--- Document ---
****

Noël Dolla, Pascal Pinaud, Philippe Ramette

26 septembre - 21 novembre 2020

Noël Dolla, Pascal Pinaud, Philippe Ramette

26 septembre - 21 novembre 2020




 

L'art de se disputer

Pascal Pinaud et Philippe Ramette se sont rencontrés à la Villa Arson quand Noël Dolla y était professeur. A l'époque où ils fréquentaient l'atelier de Dolla, la disputatio était en vigueur. Dolla en faisait sa méthode d’enseignement et de recherche et, il paraît, une technique d’examen. Depuis le temps, il n'est plus question que Dolla distribue les rôles d'opponens et respondens pour enseigner l'argumentation picturale.

****

--- Données fournies ---

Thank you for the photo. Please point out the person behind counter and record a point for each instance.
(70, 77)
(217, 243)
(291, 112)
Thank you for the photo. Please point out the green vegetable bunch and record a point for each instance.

****

--- Objectif énoncé ---
Actualisez tout le passage du document qui va de « Pascal Pinaud et » jusqu'à « enseigner l'argumentation picturale. », en y remplaçant « disputatio » par « controverse ».

--- Réponse rédigée ---
Pascal Pinaud et Philippe Ramette se sont rencontrés à la Villa Arson quand Noël Dolla y était professeur. A l'époque où ils fréquentaient l'atelier de Dolla, la controverse était en vigueur. Dolla en faisait sa méthode d’enseignement et de recherche et, il paraît, une technique d’examen. Depuis le temps, il n'est plus question que Dolla distribue les rôles d'opponens et respondens pour enseigner l'argumentation picturale.